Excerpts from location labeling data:
---

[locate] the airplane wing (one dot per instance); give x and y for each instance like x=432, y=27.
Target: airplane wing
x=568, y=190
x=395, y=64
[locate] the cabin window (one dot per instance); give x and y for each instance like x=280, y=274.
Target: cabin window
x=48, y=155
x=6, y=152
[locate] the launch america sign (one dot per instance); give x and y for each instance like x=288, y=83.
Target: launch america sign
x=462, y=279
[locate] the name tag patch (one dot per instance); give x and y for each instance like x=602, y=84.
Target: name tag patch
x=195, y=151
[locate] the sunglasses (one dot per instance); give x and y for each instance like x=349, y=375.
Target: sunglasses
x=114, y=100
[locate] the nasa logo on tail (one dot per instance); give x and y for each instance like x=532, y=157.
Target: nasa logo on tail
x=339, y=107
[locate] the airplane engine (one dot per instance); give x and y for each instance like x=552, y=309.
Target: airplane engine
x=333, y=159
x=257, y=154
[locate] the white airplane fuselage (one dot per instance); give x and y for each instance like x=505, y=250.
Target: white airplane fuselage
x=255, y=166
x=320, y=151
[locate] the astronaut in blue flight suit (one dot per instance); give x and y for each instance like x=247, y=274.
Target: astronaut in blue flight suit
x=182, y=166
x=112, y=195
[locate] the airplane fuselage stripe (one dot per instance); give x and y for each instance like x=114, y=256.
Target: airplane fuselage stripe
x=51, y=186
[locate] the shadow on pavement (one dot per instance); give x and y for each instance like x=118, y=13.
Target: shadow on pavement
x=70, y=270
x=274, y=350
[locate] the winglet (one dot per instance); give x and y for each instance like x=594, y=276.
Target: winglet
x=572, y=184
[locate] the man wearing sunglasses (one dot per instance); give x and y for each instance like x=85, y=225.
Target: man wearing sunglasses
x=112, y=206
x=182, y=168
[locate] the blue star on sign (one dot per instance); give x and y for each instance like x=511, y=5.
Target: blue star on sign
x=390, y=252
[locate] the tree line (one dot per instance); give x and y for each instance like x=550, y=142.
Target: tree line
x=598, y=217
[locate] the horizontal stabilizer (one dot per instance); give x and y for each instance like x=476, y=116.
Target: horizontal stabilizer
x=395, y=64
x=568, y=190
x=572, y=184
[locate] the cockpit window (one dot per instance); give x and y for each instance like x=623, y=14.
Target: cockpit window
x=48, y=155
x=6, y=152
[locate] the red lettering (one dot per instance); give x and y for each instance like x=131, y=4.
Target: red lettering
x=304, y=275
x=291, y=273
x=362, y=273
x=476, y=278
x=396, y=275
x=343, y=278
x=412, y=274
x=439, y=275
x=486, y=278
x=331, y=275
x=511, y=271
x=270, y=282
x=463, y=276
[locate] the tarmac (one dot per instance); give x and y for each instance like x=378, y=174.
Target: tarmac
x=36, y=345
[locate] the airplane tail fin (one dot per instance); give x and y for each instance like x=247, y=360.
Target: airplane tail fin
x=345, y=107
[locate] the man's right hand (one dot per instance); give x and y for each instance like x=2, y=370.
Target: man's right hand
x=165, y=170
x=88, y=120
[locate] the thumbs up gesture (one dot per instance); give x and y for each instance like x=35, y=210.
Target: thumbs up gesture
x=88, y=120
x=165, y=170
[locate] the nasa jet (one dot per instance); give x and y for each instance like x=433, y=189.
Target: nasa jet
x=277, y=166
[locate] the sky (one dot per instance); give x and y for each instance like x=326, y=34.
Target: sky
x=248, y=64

---

Task goal —
Rewrite the entries above, changing every "one dot per instance" to "one point per instance" and leaving everything else as it is.

Finished answer —
[locate] the airplane wing (one point per instance); give x and y for each instance like x=432, y=27.
Target: airplane wing
x=568, y=190
x=395, y=64
[locate] the cabin window (one point per instance); give x and y for each instance like x=280, y=274.
Target: cabin window
x=48, y=155
x=6, y=152
[locate] the launch america sign (one point per instance); give x and y for each instance like x=288, y=83.
Target: launch america sign
x=462, y=279
[locate] the name tag patch (one point per instance); give x and y for each instance like x=602, y=84.
Target: name tag patch
x=195, y=151
[locate] the sunglasses (one point per instance); give x and y for each instance like x=349, y=375.
Target: sunglasses
x=114, y=100
[locate] the nasa logo on tail (one point per instance); give x and y for each instance like x=532, y=157.
Target: nasa logo on tail
x=339, y=107
[locate] the airplane engine (one point per instance); give x and y for each instance like x=552, y=309.
Target: airplane engine
x=333, y=159
x=257, y=154
[locate] the white airplane fuselage (one point per instance); give x and y for each instance like x=505, y=250.
Target: white airplane fuselage
x=255, y=166
x=320, y=151
[locate] the astronaut in blue flight suit (one point per instance); give x and y for each instance like x=247, y=274.
Target: astronaut in blue flight suit
x=182, y=166
x=112, y=195
[locate] the airplane fuselage stripe (one point per instance); give x and y for each instance like x=114, y=256.
Target: airplane fuselage stripe
x=51, y=186
[locate] the shadow on pavement (one point per instance); give x and y for each instance like x=118, y=13.
Target: shadow on pavement
x=70, y=270
x=274, y=350
[locate] the winglet (one point per instance); give x and y for each instance like x=594, y=276.
Target: winglet
x=572, y=184
[locate] the man wearing sunglasses (one point per instance); give x and y for each instance like x=85, y=225.
Target: man wearing sunglasses
x=112, y=206
x=182, y=168
[locate] the blue star on sign (one point per instance); give x and y for each instance like x=511, y=5.
Target: blue star on sign
x=390, y=252
[locate] the tree line (one point per instance); give x and y for each instance like x=550, y=142.
Target: tree line
x=598, y=217
[locate] the horizontal stabilizer (one point per instance); give x and y for each instance like x=476, y=116.
Target: horizontal stabilizer
x=395, y=64
x=568, y=190
x=572, y=184
[locate] the cockpit window (one point per instance); give x and y for each instance like x=623, y=14.
Target: cockpit window
x=48, y=155
x=6, y=152
[locate] the red lettering (one point per instance); give x and y for each instance like x=131, y=4.
Target: red lettering
x=304, y=275
x=291, y=273
x=362, y=273
x=476, y=278
x=396, y=275
x=343, y=278
x=412, y=274
x=439, y=275
x=486, y=278
x=331, y=275
x=511, y=271
x=270, y=282
x=463, y=276
[locate] the tarmac (one point per instance); give x and y for each instance like x=378, y=174.
Target: tarmac
x=36, y=345
[locate] the airplane tail fin (one point per instance); give x and y for each instance like x=247, y=360.
Target: airplane tail fin
x=345, y=107
[locate] the man's right hand (one point per instance); give x and y for each instance like x=2, y=370.
Target: man's right hand
x=165, y=170
x=88, y=120
[locate] the thumbs up gesture (one point per instance); give x and y for each instance like x=35, y=210.
Target: thumbs up gesture
x=88, y=120
x=165, y=170
[locate] the nasa jet (one point per instance); give x and y for each instance like x=433, y=189.
Target: nasa jet
x=277, y=166
[locate] the sky (one point per instance); give x and y for each instance like x=326, y=34.
Target: sky
x=248, y=64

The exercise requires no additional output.